# Task goal
Please return, word for word, every line from the one containing "--target green field" through the end of the records, including both ends.

# START OF Record extracts

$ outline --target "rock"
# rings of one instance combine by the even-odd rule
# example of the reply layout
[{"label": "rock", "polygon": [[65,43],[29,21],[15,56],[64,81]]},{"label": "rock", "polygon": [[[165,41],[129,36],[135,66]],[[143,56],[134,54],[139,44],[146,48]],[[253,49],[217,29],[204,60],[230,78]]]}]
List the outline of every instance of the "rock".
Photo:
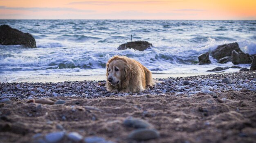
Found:
[{"label": "rock", "polygon": [[188,80],[184,81],[184,82],[183,82],[183,85],[186,85],[188,84],[189,84],[189,82]]},{"label": "rock", "polygon": [[20,45],[25,47],[36,48],[36,40],[31,35],[23,33],[7,25],[0,26],[0,44]]},{"label": "rock", "polygon": [[66,103],[66,101],[62,100],[61,99],[59,99],[55,103],[54,103],[54,104],[62,104]]},{"label": "rock", "polygon": [[227,84],[230,84],[232,83],[232,80],[229,78],[226,78],[222,80],[222,83],[226,83]]},{"label": "rock", "polygon": [[208,92],[207,93],[209,94],[209,95],[211,95],[212,96],[216,96],[217,95],[216,95],[216,93],[214,93],[214,92],[212,92],[212,91],[210,91],[210,92]]},{"label": "rock", "polygon": [[20,93],[18,93],[16,95],[16,96],[19,97],[20,98],[27,98],[27,97]]},{"label": "rock", "polygon": [[245,68],[245,67],[243,67],[242,68],[241,68],[241,69],[240,69],[240,70],[239,70],[239,72],[242,72],[242,71],[249,71],[250,69]]},{"label": "rock", "polygon": [[240,63],[250,63],[252,58],[248,54],[238,53],[235,50],[232,52],[232,63],[235,65]]},{"label": "rock", "polygon": [[46,134],[45,138],[48,143],[58,143],[61,140],[65,135],[63,132],[52,132]]},{"label": "rock", "polygon": [[5,102],[9,101],[10,101],[10,99],[9,98],[4,98],[4,99],[1,100],[0,100],[0,103]]},{"label": "rock", "polygon": [[83,136],[76,132],[71,132],[67,134],[67,137],[70,140],[78,142],[83,139]]},{"label": "rock", "polygon": [[213,57],[219,60],[226,56],[231,56],[232,51],[234,50],[237,52],[242,52],[236,42],[218,46],[211,54]]},{"label": "rock", "polygon": [[175,94],[175,96],[178,96],[178,95],[185,95],[185,93],[184,93],[183,92],[177,92]]},{"label": "rock", "polygon": [[230,61],[231,61],[231,56],[228,56],[220,59],[218,61],[218,63],[225,63]]},{"label": "rock", "polygon": [[221,71],[223,70],[227,69],[228,68],[229,68],[229,67],[217,67],[213,69],[208,70],[206,72],[212,72]]},{"label": "rock", "polygon": [[256,55],[254,55],[252,59],[252,65],[251,65],[250,70],[251,71],[256,70]]},{"label": "rock", "polygon": [[152,126],[145,120],[135,118],[126,119],[123,124],[126,126],[135,128],[147,128]]},{"label": "rock", "polygon": [[209,64],[211,63],[211,61],[209,58],[210,54],[207,52],[203,54],[198,56],[198,61],[199,61],[199,65]]},{"label": "rock", "polygon": [[122,44],[117,48],[118,50],[126,50],[127,48],[132,48],[140,51],[143,51],[148,48],[152,47],[152,44],[146,41],[138,41],[134,42],[127,42]]},{"label": "rock", "polygon": [[206,89],[203,91],[203,93],[204,94],[207,94],[210,92],[211,92],[211,91],[209,90]]},{"label": "rock", "polygon": [[36,103],[40,103],[42,104],[53,105],[54,102],[47,98],[39,98],[37,99],[35,101]]},{"label": "rock", "polygon": [[137,141],[148,140],[160,137],[158,132],[155,129],[139,129],[133,130],[128,138]]},{"label": "rock", "polygon": [[85,138],[85,143],[110,143],[112,142],[107,142],[105,139],[99,136],[91,136]]}]

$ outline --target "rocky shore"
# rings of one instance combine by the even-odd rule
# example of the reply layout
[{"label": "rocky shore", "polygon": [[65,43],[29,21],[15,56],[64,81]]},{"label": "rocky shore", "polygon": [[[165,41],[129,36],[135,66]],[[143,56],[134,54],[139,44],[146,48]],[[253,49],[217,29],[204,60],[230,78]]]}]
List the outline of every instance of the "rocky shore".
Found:
[{"label": "rocky shore", "polygon": [[0,83],[4,143],[253,142],[256,74],[157,79],[114,94],[105,80]]}]

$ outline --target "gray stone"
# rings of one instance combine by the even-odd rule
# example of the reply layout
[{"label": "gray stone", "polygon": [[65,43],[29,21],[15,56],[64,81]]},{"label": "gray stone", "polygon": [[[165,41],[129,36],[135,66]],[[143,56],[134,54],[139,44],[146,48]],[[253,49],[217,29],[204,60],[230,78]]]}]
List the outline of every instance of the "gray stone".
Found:
[{"label": "gray stone", "polygon": [[209,90],[206,89],[203,91],[203,93],[204,94],[207,94],[210,92],[211,92],[211,91],[210,91]]},{"label": "gray stone", "polygon": [[198,61],[199,65],[209,64],[211,63],[211,61],[209,58],[210,54],[207,52],[203,54],[198,56]]},{"label": "gray stone", "polygon": [[232,80],[229,78],[226,78],[222,80],[222,83],[226,83],[227,84],[232,83]]},{"label": "gray stone", "polygon": [[236,42],[218,46],[211,54],[213,57],[219,60],[226,56],[231,56],[232,51],[234,50],[238,52],[242,52]]},{"label": "gray stone", "polygon": [[99,136],[88,137],[84,139],[85,143],[106,143],[105,139]]},{"label": "gray stone", "polygon": [[140,51],[143,51],[149,47],[152,47],[152,44],[146,41],[138,41],[127,42],[121,44],[117,48],[118,50],[126,50],[127,48],[132,48]]},{"label": "gray stone", "polygon": [[45,140],[49,143],[58,143],[61,141],[65,135],[63,132],[54,132],[46,134]]},{"label": "gray stone", "polygon": [[79,141],[83,139],[83,136],[76,132],[71,132],[67,134],[67,137],[74,141]]},{"label": "gray stone", "polygon": [[243,67],[242,68],[241,68],[241,69],[240,69],[240,70],[239,70],[239,72],[242,72],[242,71],[249,71],[249,70],[250,70],[250,69],[245,68],[245,67]]},{"label": "gray stone", "polygon": [[220,59],[218,61],[218,63],[225,63],[230,61],[231,61],[231,56],[228,56]]},{"label": "gray stone", "polygon": [[184,82],[183,82],[183,85],[186,85],[188,84],[189,84],[189,82],[188,80],[185,80],[184,81]]},{"label": "gray stone", "polygon": [[10,99],[9,98],[4,98],[0,100],[0,103],[5,102],[9,101],[10,101]]},{"label": "gray stone", "polygon": [[65,101],[59,99],[54,103],[54,104],[62,104],[65,103],[66,103]]},{"label": "gray stone", "polygon": [[20,93],[18,93],[16,95],[16,96],[19,97],[20,98],[27,98],[27,97]]},{"label": "gray stone", "polygon": [[217,95],[216,95],[216,93],[214,93],[214,92],[212,92],[212,91],[210,91],[210,92],[208,92],[207,93],[209,94],[209,95],[212,95],[212,96],[216,96]]},{"label": "gray stone", "polygon": [[252,58],[248,54],[238,53],[235,50],[232,52],[232,63],[235,64],[251,63]]},{"label": "gray stone", "polygon": [[126,119],[123,124],[128,127],[135,128],[147,128],[152,126],[145,120],[132,118]]},{"label": "gray stone", "polygon": [[0,26],[0,44],[36,48],[36,40],[30,34],[23,33],[7,25]]},{"label": "gray stone", "polygon": [[137,141],[148,140],[160,137],[159,132],[155,129],[139,129],[133,130],[128,138]]}]

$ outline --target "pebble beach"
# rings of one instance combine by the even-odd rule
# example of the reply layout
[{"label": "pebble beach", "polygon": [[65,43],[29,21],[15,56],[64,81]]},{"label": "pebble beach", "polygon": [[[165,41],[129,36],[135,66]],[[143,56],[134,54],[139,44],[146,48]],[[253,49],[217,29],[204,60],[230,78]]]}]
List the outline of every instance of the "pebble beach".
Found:
[{"label": "pebble beach", "polygon": [[155,80],[126,94],[105,80],[0,83],[1,142],[255,141],[255,72]]}]

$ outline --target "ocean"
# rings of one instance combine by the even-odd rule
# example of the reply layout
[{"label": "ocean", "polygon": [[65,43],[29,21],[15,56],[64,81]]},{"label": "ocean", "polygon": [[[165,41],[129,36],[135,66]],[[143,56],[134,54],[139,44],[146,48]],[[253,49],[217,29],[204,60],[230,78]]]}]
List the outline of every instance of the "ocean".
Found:
[{"label": "ocean", "polygon": [[[193,64],[218,45],[237,42],[244,52],[256,54],[256,21],[0,20],[2,24],[31,34],[38,48],[0,45],[0,82],[104,79],[106,63],[115,55],[137,60],[155,78],[207,74],[233,65],[211,56],[210,65]],[[130,41],[131,35],[133,41],[153,47],[117,50]]]}]

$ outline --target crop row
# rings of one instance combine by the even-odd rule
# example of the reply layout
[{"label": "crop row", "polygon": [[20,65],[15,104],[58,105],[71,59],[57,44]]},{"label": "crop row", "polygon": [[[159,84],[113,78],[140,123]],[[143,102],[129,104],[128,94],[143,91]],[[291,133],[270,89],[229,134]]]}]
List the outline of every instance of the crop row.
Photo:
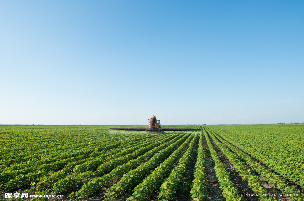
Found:
[{"label": "crop row", "polygon": [[[148,174],[150,170],[156,167],[159,163],[172,153],[178,146],[184,143],[186,139],[191,137],[190,135],[189,134],[184,136],[166,149],[160,150],[147,162],[141,164],[136,169],[133,170],[124,175],[118,182],[107,190],[108,192],[106,194],[106,197],[105,200],[119,197],[123,195],[127,190],[131,189],[141,183],[143,181],[143,177]],[[179,149],[179,147],[178,148]]]},{"label": "crop row", "polygon": [[[151,143],[151,142],[153,141],[153,138],[152,138],[152,139],[148,139],[148,141],[150,142],[147,143]],[[132,146],[132,145],[130,145],[130,146]],[[138,147],[140,146],[140,145],[137,147]],[[133,148],[132,149],[133,149]],[[132,149],[132,150],[134,150],[133,149]],[[131,150],[131,151],[132,150]],[[67,162],[66,161],[61,160],[56,161],[55,163],[59,163],[60,162],[64,162],[66,163]],[[69,162],[71,162],[71,161],[70,161]],[[54,164],[54,163],[53,163],[51,164]],[[54,167],[54,166],[49,166],[49,167]],[[36,171],[35,171],[35,170],[34,168],[35,168],[36,167],[32,167],[32,169],[31,170],[31,172],[27,174],[20,174],[16,176],[13,179],[10,180],[5,184],[5,188],[7,190],[9,190],[11,189],[13,189],[17,188],[20,188],[28,186],[29,185],[31,182],[34,181],[37,179],[39,179],[41,178],[43,178],[46,176],[47,176],[48,171],[52,169],[50,168],[50,170],[49,169],[45,168],[45,168],[43,168],[42,170],[39,170],[39,169],[38,170],[36,169]],[[33,169],[34,170],[34,171],[33,171]],[[13,171],[13,173],[14,172]],[[38,173],[39,173],[39,174],[37,174]],[[91,176],[91,175],[88,173],[86,173],[85,175],[87,177]],[[70,176],[70,177],[71,177]],[[72,178],[73,178],[72,177]],[[61,179],[60,181],[63,179]]]},{"label": "crop row", "polygon": [[[216,134],[218,136],[220,136],[219,135]],[[272,184],[282,192],[292,194],[298,194],[298,196],[289,196],[289,197],[291,200],[298,201],[304,199],[304,196],[299,193],[300,191],[297,190],[293,187],[288,185],[285,180],[281,178],[278,175],[272,172],[270,170],[264,168],[240,149],[231,145],[224,140],[222,140],[222,142],[243,160],[246,161],[246,164],[252,167],[254,171],[268,181],[269,184]]]},{"label": "crop row", "polygon": [[[302,170],[295,167],[293,163],[290,162],[286,164],[282,162],[282,159],[275,160],[263,152],[255,150],[254,146],[250,143],[250,140],[246,137],[238,136],[237,138],[235,135],[233,135],[232,137],[231,134],[227,132],[224,136],[224,138],[231,140],[233,144],[249,153],[281,176],[290,179],[302,187],[304,187],[304,172]],[[261,142],[261,143],[267,146],[265,142]],[[277,149],[274,148],[271,152],[275,153],[280,151]]]},{"label": "crop row", "polygon": [[161,145],[151,150],[135,160],[129,160],[127,163],[116,167],[110,173],[102,177],[94,178],[93,181],[85,184],[78,192],[72,192],[71,197],[84,198],[91,196],[98,192],[111,181],[122,176],[129,171],[136,168],[137,166],[144,163],[160,151],[174,143],[182,136],[181,135],[172,135],[161,142]]},{"label": "crop row", "polygon": [[267,190],[263,188],[263,184],[259,179],[257,176],[252,175],[250,170],[247,170],[244,163],[239,160],[237,156],[232,153],[221,143],[210,132],[210,136],[218,147],[225,155],[225,156],[233,165],[233,167],[237,171],[243,180],[247,181],[248,186],[255,193],[261,194],[259,197],[260,200],[275,200],[273,197],[263,196],[262,195],[267,194]]},{"label": "crop row", "polygon": [[[162,163],[155,171],[146,177],[143,182],[134,188],[132,196],[127,200],[144,200],[151,195],[161,184],[170,172],[174,162],[183,154],[192,139],[195,141],[196,137],[192,135],[167,159]],[[192,147],[193,148],[193,147]]]},{"label": "crop row", "polygon": [[198,136],[196,134],[193,138],[189,148],[179,160],[178,165],[171,171],[169,177],[161,185],[161,192],[157,197],[162,201],[168,201],[176,198],[175,196],[176,191],[181,188],[181,182],[186,175],[186,168],[192,159],[191,154]]},{"label": "crop row", "polygon": [[219,154],[213,148],[206,131],[204,130],[203,131],[212,160],[215,164],[214,170],[219,183],[219,188],[223,191],[222,194],[226,198],[226,201],[240,201],[242,197],[238,196],[237,190],[231,179],[230,174],[221,161]]},{"label": "crop row", "polygon": [[[53,190],[54,192],[58,193],[70,191],[71,189],[75,187],[77,185],[83,184],[85,183],[87,179],[92,176],[101,176],[104,173],[111,171],[116,167],[136,158],[154,149],[156,146],[159,146],[164,141],[166,140],[166,139],[165,139],[160,142],[156,141],[154,142],[151,141],[146,144],[142,144],[138,146],[130,148],[129,151],[126,152],[128,154],[117,158],[113,158],[101,165],[101,167],[106,167],[105,168],[102,169],[103,171],[102,172],[99,171],[100,170],[99,169],[95,172],[87,171],[79,174],[74,172],[73,174],[68,175],[64,179],[59,180],[54,185]],[[124,151],[123,151],[124,152]],[[119,153],[118,155],[119,155]],[[104,166],[104,164],[106,165]],[[99,167],[100,167],[101,166],[100,166]]]},{"label": "crop row", "polygon": [[[201,128],[202,129],[202,128]],[[207,181],[206,178],[206,155],[203,142],[203,132],[201,132],[199,141],[197,160],[195,165],[194,179],[192,181],[192,189],[190,192],[195,201],[206,200],[207,199]]]}]

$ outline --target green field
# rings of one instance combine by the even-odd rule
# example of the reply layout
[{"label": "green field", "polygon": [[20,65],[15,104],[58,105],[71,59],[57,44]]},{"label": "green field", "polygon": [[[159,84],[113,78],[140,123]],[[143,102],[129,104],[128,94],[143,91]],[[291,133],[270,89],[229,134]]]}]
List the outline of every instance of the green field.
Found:
[{"label": "green field", "polygon": [[304,125],[146,126],[0,125],[0,199],[304,200]]}]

# END OF Record extracts

# Finished task
$ outline --target green field
# rings of one instance combine by the even-odd rule
# example of the reply layout
[{"label": "green field", "polygon": [[20,65],[15,104],[58,105],[71,59],[57,44]]},{"label": "green field", "polygon": [[[159,84],[113,78],[140,123]],[[143,102],[129,104],[128,94],[143,91]],[[291,133],[270,89],[229,134]]]}]
List the outline of every instance of the green field.
Found:
[{"label": "green field", "polygon": [[304,125],[146,126],[0,125],[0,199],[304,200]]}]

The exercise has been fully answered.